**What the task requires**
Turn everything from the line containing "Q: Locate a point on each instance of the car hood" down to the end of the records into a Markdown table with the columns No. and Text, giving each line its own numbered row. Leave out blank lines and the pictures.

**Stored data**
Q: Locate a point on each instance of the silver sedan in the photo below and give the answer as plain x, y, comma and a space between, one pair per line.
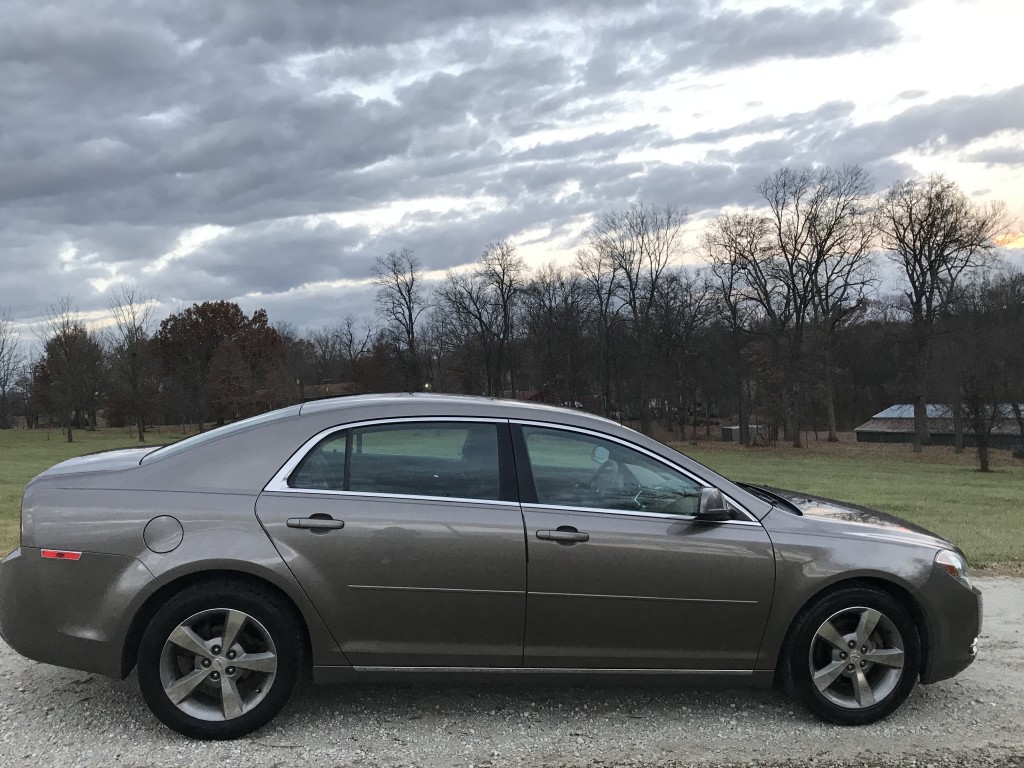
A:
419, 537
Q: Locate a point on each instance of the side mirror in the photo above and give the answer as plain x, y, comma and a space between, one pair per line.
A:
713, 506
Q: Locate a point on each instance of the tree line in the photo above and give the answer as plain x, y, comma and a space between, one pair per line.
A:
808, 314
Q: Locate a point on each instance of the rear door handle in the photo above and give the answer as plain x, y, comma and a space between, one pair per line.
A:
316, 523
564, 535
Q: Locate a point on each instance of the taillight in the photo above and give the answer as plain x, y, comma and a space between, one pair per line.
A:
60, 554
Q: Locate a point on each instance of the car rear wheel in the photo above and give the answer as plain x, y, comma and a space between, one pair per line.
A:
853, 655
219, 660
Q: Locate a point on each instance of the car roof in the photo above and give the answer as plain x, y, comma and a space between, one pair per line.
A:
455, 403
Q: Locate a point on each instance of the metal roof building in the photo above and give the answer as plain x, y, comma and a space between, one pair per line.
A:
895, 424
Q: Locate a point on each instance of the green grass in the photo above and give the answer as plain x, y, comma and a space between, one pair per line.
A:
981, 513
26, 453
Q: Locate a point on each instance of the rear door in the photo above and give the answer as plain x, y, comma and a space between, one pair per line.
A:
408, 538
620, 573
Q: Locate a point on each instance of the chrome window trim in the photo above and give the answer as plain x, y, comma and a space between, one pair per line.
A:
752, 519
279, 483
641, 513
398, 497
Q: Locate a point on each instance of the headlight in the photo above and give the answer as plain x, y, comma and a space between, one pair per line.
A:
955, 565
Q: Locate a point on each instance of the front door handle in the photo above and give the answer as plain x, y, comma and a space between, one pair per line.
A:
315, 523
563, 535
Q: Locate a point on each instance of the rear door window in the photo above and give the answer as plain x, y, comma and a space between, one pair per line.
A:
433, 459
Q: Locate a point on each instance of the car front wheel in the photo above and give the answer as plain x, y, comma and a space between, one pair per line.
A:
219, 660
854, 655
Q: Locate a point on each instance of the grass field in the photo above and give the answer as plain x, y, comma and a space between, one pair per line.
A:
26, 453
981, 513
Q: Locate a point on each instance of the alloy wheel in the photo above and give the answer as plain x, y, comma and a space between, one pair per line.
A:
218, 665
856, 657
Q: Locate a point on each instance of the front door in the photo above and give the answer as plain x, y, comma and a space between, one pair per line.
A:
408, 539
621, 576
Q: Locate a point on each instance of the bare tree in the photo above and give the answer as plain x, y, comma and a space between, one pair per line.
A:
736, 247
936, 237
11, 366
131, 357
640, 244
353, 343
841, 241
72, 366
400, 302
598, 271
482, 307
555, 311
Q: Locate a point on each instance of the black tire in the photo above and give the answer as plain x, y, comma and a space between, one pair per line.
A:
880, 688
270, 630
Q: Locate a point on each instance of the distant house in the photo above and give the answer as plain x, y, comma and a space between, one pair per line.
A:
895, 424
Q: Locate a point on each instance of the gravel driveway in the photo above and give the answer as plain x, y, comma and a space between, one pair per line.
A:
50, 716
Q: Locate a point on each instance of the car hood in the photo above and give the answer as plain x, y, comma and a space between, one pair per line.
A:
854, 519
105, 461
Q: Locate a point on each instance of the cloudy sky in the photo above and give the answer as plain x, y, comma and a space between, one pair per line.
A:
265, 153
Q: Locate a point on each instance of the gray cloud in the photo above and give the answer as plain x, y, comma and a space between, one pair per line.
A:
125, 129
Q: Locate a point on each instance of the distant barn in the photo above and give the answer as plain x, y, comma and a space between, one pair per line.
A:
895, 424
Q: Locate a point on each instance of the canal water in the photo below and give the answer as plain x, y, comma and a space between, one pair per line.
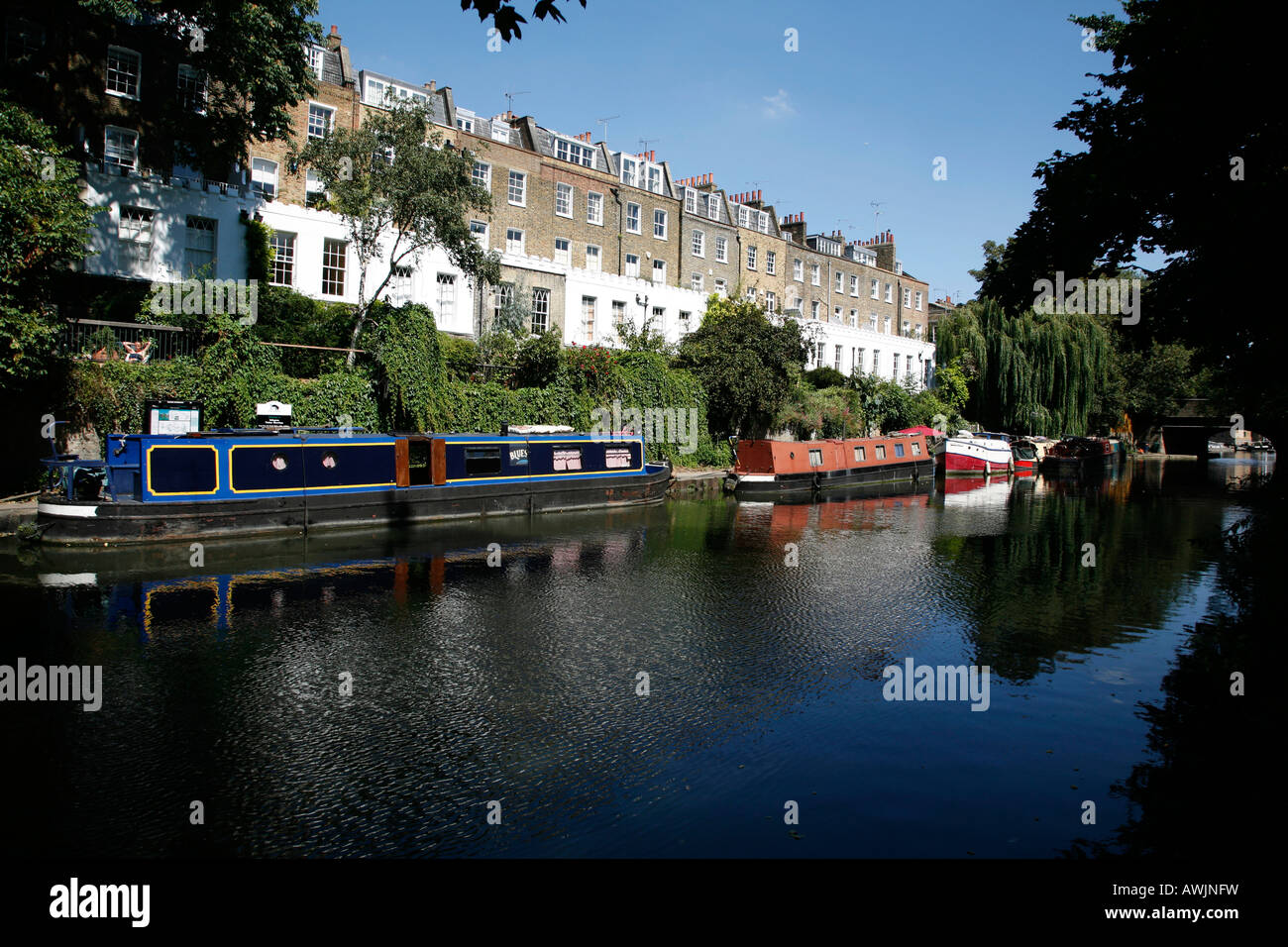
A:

**Exercise solution**
| No. | Text |
|---|---|
| 1 | Q: Locate a point on each instance of the car hood in the photo above and give the answer as plain x, y, comma and a space between, one pair per line. |
| 2 | A: |
| 3 | 854, 519 |
| 4 | 105, 461 |
| 5 | Q: Locate a point on each instance of the cloudy sky in the photo above and give the answer as plain x, y, comma and a space between, one pair per line. |
| 6 | A: |
| 7 | 265, 153 |
| 8 | Q: Locate a point on each instance of the gray cloud in the photo above and give the answer as plain x, y, comma and a space between, one pair per line. |
| 9 | A: |
| 10 | 125, 129 |
| 11 | Q: Locate a point on each instance of the distant barn in the photo above and give the answer as plain x, y, comma and a space between, one pair per line. |
| 12 | A: |
| 13 | 895, 424 |
| 14 | Q: Locate a point on each instance of the canal water in the photo below and give the answer as plain x, y, comma and a space between, one pair per line. |
| 15 | A: |